_What this exercise asks_
**A)** In the forum discussion about Ned Stark and Jon Snow, which words of Ned's does the replying poster quote as proof that he shuts down talk about Jon?
**B)** Continue the forum discussion about Ned Stark and Jon Snow from its final sentence.

_Selection_
On 7/4/2020 at 10:36 AM, Lord Varys said:

The important thing for Ned was to make Lya's child his bastard - which he simply did by claiming that the boy was his bastard. That was all.

Agreed. Though I think he treated the boy as his bastard, which led people to assume it so that it became effectively true over time. And I allow plenty of room for the literal calling the boy his bastard too.
Just not for telling unnecessary lies about the bastard's origins which he is later extremely reluctant to discuss.

On 7/4/2020 at 10:36 AM, Lord Varys said:

There is no indication he ever feared or even thought anyone would ever 'investigate' this child once it was a bastard.

Really? Why is he so aggressive in shutting down any talk about it.  "Never ask me about Jon". 
Don't tell me shame and hurt - Jon's not actually his, so there is no actual shame and there is no indication anywhere of a past great love in Ned's head, or that sort of emotional pain - other than for/over his sister.

On 7/4/2020 at 10:36 AM, Lord Varys said:

Even if they did - it would be his word, the word of one of the most powerful men in Westeros against whoever would want to doubt that.

Did you read the books?
Do you remember what KL is like as far as trust and the value of a man's word is?

On 7/4/2020 at 10:36 AM, Lord Varys said:

Even if a man like Stannis wrote a bunch of letters spilling out 'the true Jon Snow story' - the political fallout would be, most likely, nonexistent. Because Jon Snow doesn't look like a Targaryen, and no self-respecting lord in Westeros would want his prince or king to be a baseborn, motherless bastard - especially not while there was still proper royalty living in Essos.

_Listed entries_
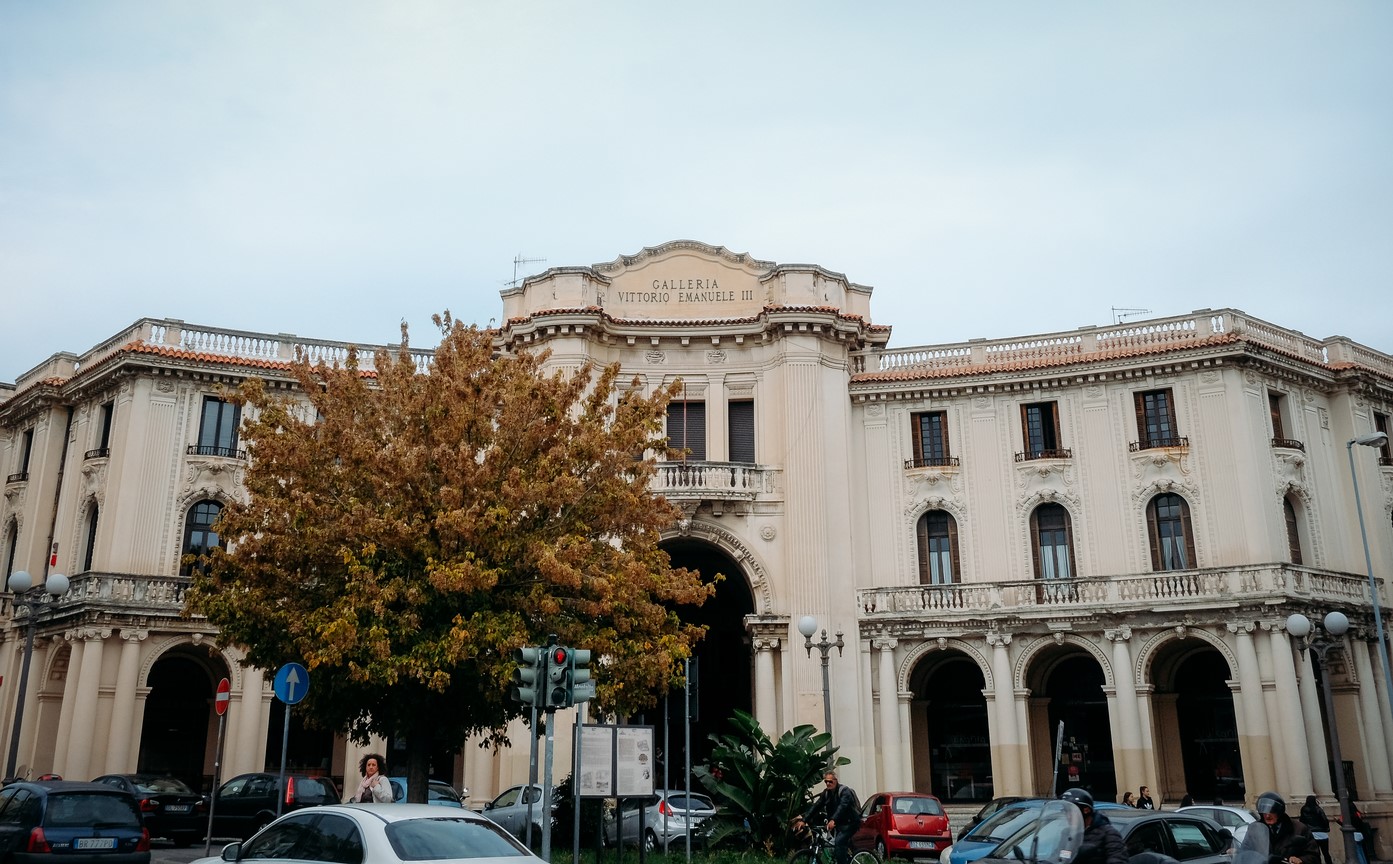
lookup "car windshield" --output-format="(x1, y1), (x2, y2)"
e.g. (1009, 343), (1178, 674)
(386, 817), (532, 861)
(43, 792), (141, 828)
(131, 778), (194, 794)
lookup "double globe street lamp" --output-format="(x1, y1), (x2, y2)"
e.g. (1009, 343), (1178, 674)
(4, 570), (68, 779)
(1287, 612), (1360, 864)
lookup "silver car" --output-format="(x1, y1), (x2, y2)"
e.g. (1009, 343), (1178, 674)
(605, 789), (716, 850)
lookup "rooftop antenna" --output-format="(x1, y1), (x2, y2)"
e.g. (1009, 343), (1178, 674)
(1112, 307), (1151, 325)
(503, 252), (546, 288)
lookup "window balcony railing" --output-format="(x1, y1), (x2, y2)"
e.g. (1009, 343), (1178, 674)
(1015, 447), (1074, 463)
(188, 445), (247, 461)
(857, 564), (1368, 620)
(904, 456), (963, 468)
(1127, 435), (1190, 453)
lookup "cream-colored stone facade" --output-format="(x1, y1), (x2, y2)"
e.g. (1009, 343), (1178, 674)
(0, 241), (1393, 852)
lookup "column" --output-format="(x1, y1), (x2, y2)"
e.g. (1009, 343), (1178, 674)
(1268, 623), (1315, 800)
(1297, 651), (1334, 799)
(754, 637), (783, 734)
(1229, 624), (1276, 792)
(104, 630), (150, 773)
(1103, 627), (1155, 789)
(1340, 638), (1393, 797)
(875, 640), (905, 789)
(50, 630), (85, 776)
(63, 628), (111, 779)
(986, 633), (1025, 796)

_The responses_
**A)** "Never ask me about Jon."

**B)**
Yeah, sure. No issue with Robert over Dragonspawn. No issue over Lyanna's son by Rhaegar. 

On 7/4/2020 at 10:36 AM, Lord Varys said:

Have you any evidence whatsoever that Jon Snow 'appeared' under strange 'circumstances'? There is nothing of this sort in the books at all. Nobody wonders how/why/that Ned Stark got himself a bastard during the war.

Suuure. Thats why there's a different rumour about it everywhere you listen. No one wonders how/why honourable Ned, the humourless stick up his ass friend of the king got himself a bastard.
But actually, I partially agree. No ne does wonder, much. Because they already have done the wondering and come up with answers that work for themselves so they stopped thinking about it (except Cat). They 'know' already. Nothing to puzzle out hear.

On 7/4/2020 at 10:36 AM, Lord Varys said:

Ned's love for Robert shouldn't have survived Jon's arrival if Ned had actually been afraid that Robert, specifically, would harm to Jon. The fact that he still loves Robert in AGoT - and is not wary that Robert is going to come to Winterfell where he would see and interact with Jon Snow - is all the proof we need to conclude that Ned wasn't afraid for Jon's life because of Robert.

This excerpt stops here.